# To do
Nothing but the line holding "Pick out each instance of the white line" and the lines after it, through the end of the records, should be set down, each exactly as it is.

Stored data entries

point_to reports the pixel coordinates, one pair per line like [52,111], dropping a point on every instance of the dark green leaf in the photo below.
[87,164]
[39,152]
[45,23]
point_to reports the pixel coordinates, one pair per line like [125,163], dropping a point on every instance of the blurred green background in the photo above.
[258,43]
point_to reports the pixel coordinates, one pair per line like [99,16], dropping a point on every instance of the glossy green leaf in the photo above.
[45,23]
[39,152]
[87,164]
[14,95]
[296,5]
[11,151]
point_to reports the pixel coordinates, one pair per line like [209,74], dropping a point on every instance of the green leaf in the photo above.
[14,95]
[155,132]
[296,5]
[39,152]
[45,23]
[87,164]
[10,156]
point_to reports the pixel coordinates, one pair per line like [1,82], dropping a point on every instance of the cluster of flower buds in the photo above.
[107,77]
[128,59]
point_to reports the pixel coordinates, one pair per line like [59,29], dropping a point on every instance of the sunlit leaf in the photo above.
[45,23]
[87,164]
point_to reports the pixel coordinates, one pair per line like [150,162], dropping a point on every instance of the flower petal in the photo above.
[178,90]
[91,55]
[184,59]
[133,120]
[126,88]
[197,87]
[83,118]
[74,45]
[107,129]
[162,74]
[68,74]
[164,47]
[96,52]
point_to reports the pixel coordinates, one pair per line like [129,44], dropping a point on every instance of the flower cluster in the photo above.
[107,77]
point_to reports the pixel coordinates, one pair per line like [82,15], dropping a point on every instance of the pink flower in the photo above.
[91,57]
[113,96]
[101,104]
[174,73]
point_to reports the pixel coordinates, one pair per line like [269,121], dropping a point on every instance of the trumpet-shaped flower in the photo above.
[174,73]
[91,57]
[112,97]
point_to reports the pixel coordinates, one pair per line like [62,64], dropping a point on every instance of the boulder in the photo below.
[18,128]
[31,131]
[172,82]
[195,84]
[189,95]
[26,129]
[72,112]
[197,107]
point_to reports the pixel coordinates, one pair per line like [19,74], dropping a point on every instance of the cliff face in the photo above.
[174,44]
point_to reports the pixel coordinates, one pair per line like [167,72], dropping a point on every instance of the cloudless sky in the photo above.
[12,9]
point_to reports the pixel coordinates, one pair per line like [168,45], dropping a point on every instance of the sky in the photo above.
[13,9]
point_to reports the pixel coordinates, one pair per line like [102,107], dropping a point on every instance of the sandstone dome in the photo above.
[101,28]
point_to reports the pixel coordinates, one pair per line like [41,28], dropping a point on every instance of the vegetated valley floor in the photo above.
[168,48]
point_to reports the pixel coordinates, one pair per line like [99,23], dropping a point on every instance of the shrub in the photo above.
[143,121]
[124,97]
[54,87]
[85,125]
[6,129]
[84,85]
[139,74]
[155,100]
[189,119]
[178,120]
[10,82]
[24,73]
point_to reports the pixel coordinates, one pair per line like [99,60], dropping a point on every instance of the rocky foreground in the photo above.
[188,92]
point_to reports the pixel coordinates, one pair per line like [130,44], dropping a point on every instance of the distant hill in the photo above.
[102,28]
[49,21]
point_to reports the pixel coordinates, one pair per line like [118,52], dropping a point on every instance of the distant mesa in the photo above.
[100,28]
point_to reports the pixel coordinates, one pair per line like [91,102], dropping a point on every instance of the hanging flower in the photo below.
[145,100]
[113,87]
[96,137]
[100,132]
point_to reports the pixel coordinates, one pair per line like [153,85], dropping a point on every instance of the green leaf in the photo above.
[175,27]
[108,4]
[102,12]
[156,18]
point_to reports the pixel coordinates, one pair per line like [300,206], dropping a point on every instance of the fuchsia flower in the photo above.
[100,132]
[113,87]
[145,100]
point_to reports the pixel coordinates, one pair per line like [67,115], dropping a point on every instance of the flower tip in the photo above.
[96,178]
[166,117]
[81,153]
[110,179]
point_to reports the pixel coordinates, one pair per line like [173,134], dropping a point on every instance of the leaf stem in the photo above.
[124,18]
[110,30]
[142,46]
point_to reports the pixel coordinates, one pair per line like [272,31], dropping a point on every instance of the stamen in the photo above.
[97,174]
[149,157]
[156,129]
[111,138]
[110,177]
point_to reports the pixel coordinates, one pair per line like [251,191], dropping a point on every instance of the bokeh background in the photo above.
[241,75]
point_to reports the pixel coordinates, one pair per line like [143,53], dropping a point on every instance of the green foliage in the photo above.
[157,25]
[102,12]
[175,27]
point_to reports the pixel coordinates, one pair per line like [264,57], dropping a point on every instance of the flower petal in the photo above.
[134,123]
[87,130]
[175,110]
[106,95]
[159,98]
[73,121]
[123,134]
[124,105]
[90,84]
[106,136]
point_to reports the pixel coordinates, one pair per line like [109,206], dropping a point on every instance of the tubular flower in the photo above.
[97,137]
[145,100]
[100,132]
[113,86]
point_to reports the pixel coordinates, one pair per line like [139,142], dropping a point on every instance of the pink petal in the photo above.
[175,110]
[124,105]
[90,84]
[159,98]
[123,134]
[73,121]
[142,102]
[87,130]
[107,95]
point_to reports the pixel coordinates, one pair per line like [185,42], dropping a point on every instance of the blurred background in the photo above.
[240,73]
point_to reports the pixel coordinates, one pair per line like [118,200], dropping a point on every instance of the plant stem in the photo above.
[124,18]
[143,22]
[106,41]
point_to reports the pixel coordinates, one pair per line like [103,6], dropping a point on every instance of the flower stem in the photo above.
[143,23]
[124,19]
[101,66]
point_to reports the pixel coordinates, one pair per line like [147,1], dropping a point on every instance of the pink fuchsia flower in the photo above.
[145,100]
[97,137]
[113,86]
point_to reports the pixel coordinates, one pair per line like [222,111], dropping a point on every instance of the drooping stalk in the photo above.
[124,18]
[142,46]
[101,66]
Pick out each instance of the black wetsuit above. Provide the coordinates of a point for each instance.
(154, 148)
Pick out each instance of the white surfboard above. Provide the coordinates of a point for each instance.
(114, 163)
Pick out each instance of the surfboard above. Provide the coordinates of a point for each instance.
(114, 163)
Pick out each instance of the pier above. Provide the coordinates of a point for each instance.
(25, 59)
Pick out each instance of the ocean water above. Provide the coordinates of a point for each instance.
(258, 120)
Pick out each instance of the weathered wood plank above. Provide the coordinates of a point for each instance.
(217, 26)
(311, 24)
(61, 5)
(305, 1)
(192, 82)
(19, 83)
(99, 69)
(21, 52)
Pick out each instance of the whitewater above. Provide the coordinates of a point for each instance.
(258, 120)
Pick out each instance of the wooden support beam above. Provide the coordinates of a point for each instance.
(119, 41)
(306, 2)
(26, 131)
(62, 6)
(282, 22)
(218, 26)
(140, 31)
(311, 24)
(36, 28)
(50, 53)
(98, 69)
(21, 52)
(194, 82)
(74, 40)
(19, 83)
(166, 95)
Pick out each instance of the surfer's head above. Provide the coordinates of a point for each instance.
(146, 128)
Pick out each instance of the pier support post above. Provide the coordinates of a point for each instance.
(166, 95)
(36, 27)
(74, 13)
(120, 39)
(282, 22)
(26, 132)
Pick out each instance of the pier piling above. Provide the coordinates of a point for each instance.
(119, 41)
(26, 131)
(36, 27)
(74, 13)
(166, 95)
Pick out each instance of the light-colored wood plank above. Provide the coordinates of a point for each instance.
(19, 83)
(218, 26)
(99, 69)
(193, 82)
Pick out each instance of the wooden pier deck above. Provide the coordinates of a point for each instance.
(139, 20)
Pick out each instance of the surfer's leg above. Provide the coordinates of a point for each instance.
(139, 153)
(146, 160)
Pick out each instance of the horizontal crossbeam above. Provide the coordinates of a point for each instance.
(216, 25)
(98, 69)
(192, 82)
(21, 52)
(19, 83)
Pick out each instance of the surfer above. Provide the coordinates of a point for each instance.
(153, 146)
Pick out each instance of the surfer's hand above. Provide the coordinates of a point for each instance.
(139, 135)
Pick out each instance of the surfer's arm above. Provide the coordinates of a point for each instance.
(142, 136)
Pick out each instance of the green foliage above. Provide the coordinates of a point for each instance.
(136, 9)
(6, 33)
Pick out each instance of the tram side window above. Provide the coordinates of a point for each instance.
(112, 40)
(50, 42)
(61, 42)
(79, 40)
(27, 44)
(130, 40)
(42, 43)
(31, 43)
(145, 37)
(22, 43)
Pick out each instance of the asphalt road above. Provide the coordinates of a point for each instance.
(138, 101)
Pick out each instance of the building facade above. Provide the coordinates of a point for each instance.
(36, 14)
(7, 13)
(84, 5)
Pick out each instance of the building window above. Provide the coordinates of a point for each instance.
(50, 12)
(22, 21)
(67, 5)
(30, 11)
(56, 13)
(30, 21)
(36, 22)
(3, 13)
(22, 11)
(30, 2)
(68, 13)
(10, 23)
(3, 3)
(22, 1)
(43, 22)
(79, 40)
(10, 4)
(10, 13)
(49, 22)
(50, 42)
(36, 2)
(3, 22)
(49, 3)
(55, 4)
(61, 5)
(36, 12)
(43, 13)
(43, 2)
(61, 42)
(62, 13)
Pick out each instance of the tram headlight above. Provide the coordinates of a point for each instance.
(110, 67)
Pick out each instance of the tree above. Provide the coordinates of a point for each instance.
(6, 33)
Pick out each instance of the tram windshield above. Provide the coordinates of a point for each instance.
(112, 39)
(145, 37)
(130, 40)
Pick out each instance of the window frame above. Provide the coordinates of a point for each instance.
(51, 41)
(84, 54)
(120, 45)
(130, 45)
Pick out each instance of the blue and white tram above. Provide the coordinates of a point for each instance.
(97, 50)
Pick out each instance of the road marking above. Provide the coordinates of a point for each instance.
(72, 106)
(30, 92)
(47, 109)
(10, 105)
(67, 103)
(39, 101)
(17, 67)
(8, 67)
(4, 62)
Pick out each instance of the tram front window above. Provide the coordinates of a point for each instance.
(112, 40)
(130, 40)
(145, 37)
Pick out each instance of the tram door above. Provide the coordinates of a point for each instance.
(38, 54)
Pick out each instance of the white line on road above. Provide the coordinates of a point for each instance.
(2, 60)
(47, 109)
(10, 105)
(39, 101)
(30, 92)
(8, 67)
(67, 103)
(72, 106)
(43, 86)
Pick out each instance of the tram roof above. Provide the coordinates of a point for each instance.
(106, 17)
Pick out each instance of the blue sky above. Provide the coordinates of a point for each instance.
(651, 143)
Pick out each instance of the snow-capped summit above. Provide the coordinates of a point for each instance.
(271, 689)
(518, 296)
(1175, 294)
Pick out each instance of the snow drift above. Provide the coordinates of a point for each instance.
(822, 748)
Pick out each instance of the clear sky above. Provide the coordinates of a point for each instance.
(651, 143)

# Solution to this task
Pick out each instance of the white line on road above. Provide the coordinates of a point for each instance.
(2, 60)
(47, 109)
(10, 105)
(39, 101)
(30, 92)
(8, 67)
(67, 103)
(72, 106)
(43, 86)
Pick out each instance of the tram roof above. Provide the coordinates of a point for each instance.
(106, 17)
Pick out each instance of the blue sky above. Provide the coordinates of a point for each instance.
(651, 143)
Pick out each instance of the snow-capped summit above. Provide the coordinates of a point for each instance.
(271, 689)
(518, 296)
(1175, 294)
Pick out each instance of the snow drift above. Provide the coordinates of a point for each instance.
(822, 748)
Pick out each instance of the clear sky above. Provide the coordinates of a point for each instance.
(651, 143)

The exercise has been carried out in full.